**What is needed**
Word for word, copy all the data and drop the pictures.

**Pointing records**
════

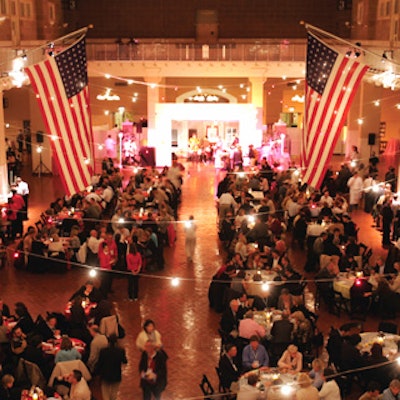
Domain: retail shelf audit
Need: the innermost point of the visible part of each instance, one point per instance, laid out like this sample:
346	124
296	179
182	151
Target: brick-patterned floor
182	314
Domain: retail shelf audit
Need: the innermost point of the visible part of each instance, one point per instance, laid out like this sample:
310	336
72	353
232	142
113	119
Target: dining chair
206	388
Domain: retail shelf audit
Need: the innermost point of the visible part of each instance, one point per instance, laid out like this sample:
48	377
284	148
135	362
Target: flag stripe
332	81
68	142
51	120
60	83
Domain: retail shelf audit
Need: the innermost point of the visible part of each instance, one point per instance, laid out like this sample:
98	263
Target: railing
168	51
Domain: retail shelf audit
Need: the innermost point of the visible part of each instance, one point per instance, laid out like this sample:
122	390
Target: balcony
168	50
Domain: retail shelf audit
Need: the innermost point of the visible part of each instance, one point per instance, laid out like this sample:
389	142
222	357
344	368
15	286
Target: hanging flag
61	86
332	80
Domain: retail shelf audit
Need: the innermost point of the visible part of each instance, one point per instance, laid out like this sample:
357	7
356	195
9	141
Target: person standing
190	238
387	219
23	190
153	371
134	265
14	213
106	260
109	145
356	186
109	368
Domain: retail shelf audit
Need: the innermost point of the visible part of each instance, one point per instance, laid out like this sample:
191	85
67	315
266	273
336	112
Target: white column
3	160
153	97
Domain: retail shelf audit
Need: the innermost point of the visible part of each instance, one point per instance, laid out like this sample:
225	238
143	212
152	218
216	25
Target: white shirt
227	199
248	392
80	391
330	391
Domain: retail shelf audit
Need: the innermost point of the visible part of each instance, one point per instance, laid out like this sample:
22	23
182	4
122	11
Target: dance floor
188	326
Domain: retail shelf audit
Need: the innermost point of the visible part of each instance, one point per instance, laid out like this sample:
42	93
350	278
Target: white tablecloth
389	342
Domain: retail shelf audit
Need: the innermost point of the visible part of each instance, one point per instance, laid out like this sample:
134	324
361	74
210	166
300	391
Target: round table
389	341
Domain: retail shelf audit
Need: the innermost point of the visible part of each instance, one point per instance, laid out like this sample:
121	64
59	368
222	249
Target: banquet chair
63	368
388	327
206	388
340	303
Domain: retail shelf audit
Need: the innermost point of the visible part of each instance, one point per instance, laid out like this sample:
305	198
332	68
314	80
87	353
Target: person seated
228	370
285	301
372	393
347	263
330	389
249	390
248	327
230	318
291	360
24	319
303	331
316	373
4	309
360	296
7	389
281	332
392	391
149	332
79	388
18	341
67	351
88	292
254	355
307	391
383	372
350	357
47	328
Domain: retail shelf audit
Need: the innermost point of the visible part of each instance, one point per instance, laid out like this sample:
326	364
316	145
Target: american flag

════

**Solved problem**
Domain: retail shelf audit
Need: the innermost point of the visible part of each instance, one point per instance, laid out like this sample:
346	124
296	179
182	151
Target: brick-patterned floor
182	314
Domain: retail shelf audit
Need: the innermost point of the visible part of each instance, one point per instance, laid out like this sample:
310	336
72	353
232	142
113	119
Target: dining chair
206	388
Domain: retail shelf audit
Need: the innermost point of the visible part of each instance, one point per instance, laid out like this sample:
48	377
284	148
135	362
Target: flag stripe
332	81
68	142
51	120
60	83
Domain: retail shelf audit
Need: the innermost point of the visible part of each instance, one point per instance, laid out like this sample:
98	263
Target: railing
168	51
Domain: retail shelf audit
Need: the innermost point of the visible part of each instance, one point per instance, laid out like this sample:
122	390
Target: balcony
168	50
Domain: retail shelf audit
Need: the innermost point of the visible part of each instance, one point per instance, laid out like this sample:
389	142
222	357
344	368
15	286
Target: hanging flag
61	86
332	80
Domain: retail shelf audit
Need: the innermost point of the visible part of each instance, one point per instance, laid out like this sample:
357	7
356	195
9	141
Target: person standing
190	238
387	219
23	190
153	371
134	265
14	213
106	260
109	145
356	186
109	368
Domain: retail shelf audit
Need: the innermost point of the visible part of each instance, one point per instance, laid out like this sample:
191	85
67	315
266	273
336	112
Target: white column
3	160
153	97
Domain: retail shelf audit
Need: the innermost point of the visible part of each instance, one point per instance, laid out like this sample:
225	238
143	212
152	218
216	25
Target: white shirt
227	199
248	392
80	391
330	391
Domain: retail shelf audit
Need: the innermost point of the visible part of each instance, one point per instance, laid out like this sample:
22	23
182	4
122	11
Target: dance floor
188	326
Domain: retail shelf audit
Need: the innermost point of the visible part of each instance, one point per instance, laid out like this sample:
42	93
350	278
Target: white tablecloth
389	342
Domain: retail shelf audit
Need: the innermost point of the visible part of each instance, one point per instance, laid out like this sample:
134	324
361	74
210	166
300	391
Target: round table
389	341
Domain: retail shelf audit
Need: the innermost point of the visible part of each instance, one point per instance, laid out like this sample:
121	64
59	368
222	249
Target: banquet chair
63	368
388	327
206	388
340	303
Domain: retail shelf audit
Need: the innermost point of the visible part of each instance, one point per instance, laid out like this sample:
305	198
332	68
314	80
87	353
Target: person seated
228	370
285	301
372	393
347	263
330	389
249	390
248	327
230	318
291	360
24	319
303	331
316	373
4	309
360	296
7	389
281	332
392	391
149	332
79	388
18	341
67	351
88	292
254	355
307	391
383	372
350	357
47	328
Domain: retail shelf audit
Need: the innermost point of the visible part of each instance, one point per instance, laid out like this sample:
326	364
316	145
Target: american flag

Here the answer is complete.